§ **DESCRIPTION OF THE TASK**
Rewrite the entries, swapping "pool water" for "swimming pool" and leaving all other text unchanged.

------ SUPPLIED INFORMATION ------

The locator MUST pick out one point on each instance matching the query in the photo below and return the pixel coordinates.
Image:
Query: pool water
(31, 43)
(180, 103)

------

§ **EXERCISE RESULT**
The locator MUST pick out one point on each instance matching the query in the photo below and return the pixel coordinates.
Image:
Query: swimming pool
(31, 43)
(180, 103)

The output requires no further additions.